- Texte cité
- - -

Pour commenter le recueil de nouvelles publiées par Yan Lespoux aux éditions Agullo, on pourrait convoquer les grands Américains, tenter d'établir les connexions que ne renierait pas l'auteur, lui-même grand lecteur de cette littérature dite "noire" à laquelle il rend souvent hommage avec Hervé Le Corre. L'écrivain bordelais a d'ailleurs signé la préface, et toute son estime se rassemble en trois mots: "Tiens, un écrivain!"
Nous voici au cœur du Médoc mais jamais seul, jamais abandonné à la contemplation d'un paysage. Il y a les hommes et les femmes, ceux d'ici, et les autres. Des hommes "surnommés": "Fil de fer", la "Hyène" ou "Poil-aux-pattes". Une identité de façade ou de comportement. On y croise la vieille veuve qui pour rien au monde ne confierait son "coin aux champignons", le chasseur malgré lui qui assiste au dépeçage du chevreuil et ne se résout pas après avoir vomi à se reconnaître comme un membre de la meute.
Il y a ceux d'ici mais il y a les autres, tous les autres, les étrangers: Le Parisien, variante du Bordelais avec un gros 4x4 et des enfants surfers, le Charentais moins méprisé que l'Arabe et à peine plus côté que le Bordelais, l'écolo, un Bordelais en pire, et enfin l'Arabe à la tête de, même s'il est d'ailleurs. Ritualisé dans le soupçon comme le "Portugais" de Madrid qui a la truelle dans le sang ou Ramon, naufragé du Cantabria en 1937, qui est devenu Raymond mais qui chaque année revient à Lacanau guetter le surgissement de l'épave quand les tempêtes sont favorables.
Avec "Le premier noyé de la saison", "c'est un peu comme l'ouverture de la cabane à chichis", la baïne attend le personnage récurrent du recueil, le héros négatif indispensable à la définition du territoire et de ses frontières, cet étranger grâce auquel on réassure l'identité du lieu. On essaiera d'oublier le couillon du crû planté dans ses cuissardes "en forme de salopette", dont la baïne s'empare avec une cruauté indifférente à ses origines.
On dit que la misère est plus belle au soleil. Dicton de riches. Marin Ledun, Pascal Dessaint avec son escale landaise, ou Hervé Le Corre nous ont donné à voir et à entendre le côté grinçant du sable aquitain. Yan Lespoux nous parle même d'un "mirage" dans la nouvelle qui porte ce titre. Pour celle qui vit à l'année dans un mobile-home, la belle saison est moins longue que la kyrielle de soirs pluvieux où le RSA vient compléter les maigres revenus de la cueillette des champignons.

- - -

- Consignes
1. D'après le texte cité, en quelle année Ramon a-t-il fait naufrage avec le Cantabria ?
2. Recopiez le passage du texte cité en commençant aux mots "Il y a ceux" et en vous arrêtant après les mots "tempêtes sont favorables.".

Lignes de données
- - -

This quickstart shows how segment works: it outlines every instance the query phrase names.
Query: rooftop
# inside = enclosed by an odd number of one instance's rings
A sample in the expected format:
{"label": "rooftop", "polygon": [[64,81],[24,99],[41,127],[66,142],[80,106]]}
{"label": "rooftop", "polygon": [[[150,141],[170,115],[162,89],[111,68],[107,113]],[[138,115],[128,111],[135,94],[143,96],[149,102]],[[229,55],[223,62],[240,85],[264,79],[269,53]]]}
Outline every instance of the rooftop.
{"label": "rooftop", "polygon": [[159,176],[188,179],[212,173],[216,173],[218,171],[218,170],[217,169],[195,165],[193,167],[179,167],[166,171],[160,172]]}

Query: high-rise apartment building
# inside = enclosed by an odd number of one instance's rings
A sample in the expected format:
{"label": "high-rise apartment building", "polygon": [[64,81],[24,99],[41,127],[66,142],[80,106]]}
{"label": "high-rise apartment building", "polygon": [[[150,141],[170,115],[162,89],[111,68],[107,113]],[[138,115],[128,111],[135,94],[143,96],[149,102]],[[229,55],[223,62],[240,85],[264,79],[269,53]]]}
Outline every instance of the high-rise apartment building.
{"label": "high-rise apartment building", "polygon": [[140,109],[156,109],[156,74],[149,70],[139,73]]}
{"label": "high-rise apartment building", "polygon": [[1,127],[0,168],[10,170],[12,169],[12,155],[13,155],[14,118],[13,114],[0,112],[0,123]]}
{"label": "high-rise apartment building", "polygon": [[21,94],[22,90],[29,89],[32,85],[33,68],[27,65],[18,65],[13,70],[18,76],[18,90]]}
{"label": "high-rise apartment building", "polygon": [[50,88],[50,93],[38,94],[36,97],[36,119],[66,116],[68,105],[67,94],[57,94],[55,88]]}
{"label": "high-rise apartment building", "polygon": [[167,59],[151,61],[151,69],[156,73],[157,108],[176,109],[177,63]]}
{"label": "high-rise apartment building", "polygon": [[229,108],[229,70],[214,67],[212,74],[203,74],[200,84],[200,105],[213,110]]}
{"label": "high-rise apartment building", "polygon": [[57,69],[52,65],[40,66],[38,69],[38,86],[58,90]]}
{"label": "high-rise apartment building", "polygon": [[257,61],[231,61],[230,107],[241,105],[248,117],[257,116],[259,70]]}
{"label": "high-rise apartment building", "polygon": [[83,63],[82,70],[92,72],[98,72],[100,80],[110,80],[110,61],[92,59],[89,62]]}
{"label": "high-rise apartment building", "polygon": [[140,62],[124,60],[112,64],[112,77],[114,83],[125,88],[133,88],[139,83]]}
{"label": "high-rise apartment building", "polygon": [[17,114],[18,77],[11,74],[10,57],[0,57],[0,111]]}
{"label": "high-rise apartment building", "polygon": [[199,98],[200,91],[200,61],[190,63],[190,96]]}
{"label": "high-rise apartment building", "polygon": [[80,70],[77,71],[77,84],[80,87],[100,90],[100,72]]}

- - -

- Réponses
1. En 1937.

2.
Il y a ceux d'ici mais il y a les autres, tous les autres, les étrangers: Le Parisien, variante du Bordelais avec un gros 4x4 et des enfants surfers, le Charentais moins méprisé que l'Arabe et à peine plus côté que le Bordelais, l'écolo, un Bordelais en pire, et enfin l'Arabe à la tête de, même s'il est d'ailleurs. Ritualisé dans le soupçon comme le "Portugais" de Madrid qui a la truelle dans le sang ou Ramon, naufragé du Cantabria en 1937, qui est devenu Raymond mais qui chaque année revient à Lacanau guetter le surgissement de l'épave quand les tempêtes sont favorables.